● Problem to solve:
Copy every entry exactly as given, minus the images.

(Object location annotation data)
'''

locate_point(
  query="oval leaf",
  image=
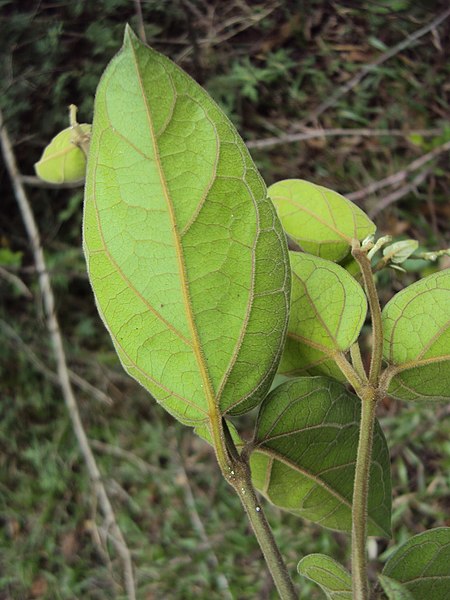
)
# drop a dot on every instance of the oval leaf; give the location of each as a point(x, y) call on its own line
point(305, 451)
point(417, 339)
point(393, 589)
point(186, 256)
point(321, 221)
point(334, 580)
point(62, 160)
point(328, 309)
point(422, 565)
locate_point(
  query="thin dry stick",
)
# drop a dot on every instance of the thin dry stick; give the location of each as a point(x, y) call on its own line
point(366, 69)
point(63, 373)
point(399, 194)
point(140, 18)
point(141, 464)
point(400, 176)
point(36, 182)
point(310, 134)
point(53, 377)
point(15, 281)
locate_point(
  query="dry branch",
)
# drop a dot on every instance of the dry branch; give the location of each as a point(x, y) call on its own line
point(368, 68)
point(399, 194)
point(400, 176)
point(53, 377)
point(60, 357)
point(310, 134)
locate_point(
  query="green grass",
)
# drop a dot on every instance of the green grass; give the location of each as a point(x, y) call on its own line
point(268, 77)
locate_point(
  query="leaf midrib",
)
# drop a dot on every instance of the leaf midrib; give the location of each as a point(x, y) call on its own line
point(204, 373)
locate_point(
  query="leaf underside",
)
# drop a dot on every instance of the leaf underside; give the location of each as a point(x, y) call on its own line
point(320, 220)
point(422, 565)
point(305, 452)
point(328, 309)
point(186, 256)
point(333, 578)
point(416, 326)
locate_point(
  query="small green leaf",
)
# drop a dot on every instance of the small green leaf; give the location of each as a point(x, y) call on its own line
point(321, 221)
point(422, 565)
point(62, 160)
point(328, 309)
point(186, 256)
point(417, 339)
point(332, 577)
point(304, 454)
point(393, 589)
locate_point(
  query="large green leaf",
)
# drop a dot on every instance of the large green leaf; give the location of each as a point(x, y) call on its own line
point(304, 454)
point(393, 589)
point(417, 339)
point(186, 256)
point(422, 565)
point(334, 580)
point(321, 221)
point(328, 309)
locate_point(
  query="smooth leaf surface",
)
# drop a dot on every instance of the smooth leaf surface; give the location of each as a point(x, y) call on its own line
point(320, 220)
point(186, 256)
point(332, 577)
point(417, 339)
point(328, 309)
point(305, 451)
point(393, 589)
point(422, 565)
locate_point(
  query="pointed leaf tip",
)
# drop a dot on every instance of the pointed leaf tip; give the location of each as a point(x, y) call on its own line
point(129, 37)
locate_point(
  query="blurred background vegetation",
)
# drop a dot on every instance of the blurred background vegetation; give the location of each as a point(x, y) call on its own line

'''

● Expected output:
locate_point(
  query="oval leaf",
  image=
)
# drop a dot on every instance of the oval leaf; give the location of each as a point(x, y) call on its own line
point(305, 451)
point(417, 339)
point(393, 589)
point(186, 256)
point(321, 221)
point(334, 580)
point(62, 160)
point(328, 309)
point(422, 565)
locate_point(
  query="thin dry stick",
)
# drop a dot on every instance of the thin dry stick; give the location of each as a point(x, y) call on its own line
point(366, 69)
point(63, 373)
point(399, 194)
point(140, 18)
point(141, 464)
point(400, 176)
point(36, 182)
point(310, 134)
point(53, 377)
point(15, 281)
locate_point(
  query="dry branch",
)
# drop a dot on every instance of the dry branch; give the location of each as a point(x, y) call on its own line
point(368, 68)
point(399, 194)
point(400, 176)
point(53, 377)
point(60, 357)
point(310, 134)
locate_point(
  query="green grass",
)
# drop a dot on every instance of the green grass; give the location of each as a point(x, y) call on its own line
point(268, 77)
locate_point(
  query="leaf midrib",
)
# drop a dot on every instance of the leaf midrib; give the location of each as a point(x, y) call on its own line
point(204, 373)
locate_point(
  query="leaf underside",
)
# drop a dot on every instance of the leaf underside; give the location of each as a point(x, y) call on its own line
point(320, 220)
point(422, 565)
point(305, 452)
point(328, 309)
point(186, 256)
point(333, 578)
point(416, 326)
locate_point(
  query="small green leaf",
)
# drop a dot on every instance of the small green leaf; give the location of each as a point(x, y) call on its own line
point(321, 221)
point(422, 565)
point(62, 160)
point(328, 309)
point(186, 256)
point(417, 339)
point(332, 577)
point(304, 454)
point(393, 589)
locate_point(
  query="large green leaf",
)
# drop a dot on every instance of the large green leaf; give the location of each as a point(x, y) call on its own line
point(304, 454)
point(393, 589)
point(417, 339)
point(186, 256)
point(422, 565)
point(334, 580)
point(321, 221)
point(328, 309)
locate_point(
  query="smooth leaf surface",
)
# drop a dot on every instance of the smooth leaf surface; give the location of each as a point(x, y) call on its own line
point(320, 220)
point(186, 256)
point(332, 577)
point(417, 339)
point(328, 309)
point(305, 451)
point(393, 589)
point(422, 565)
locate_point(
  query="pointed leaf tip",
)
# drop a dot on every instance of the pointed leaf tip; give the location of each as a point(x, y) call on its own line
point(129, 37)
locate_point(
  query="blurred background vegetation",
)
# drop a dot on every instance of the blurred background vegetation; give the location of each as a point(x, y) call on its own line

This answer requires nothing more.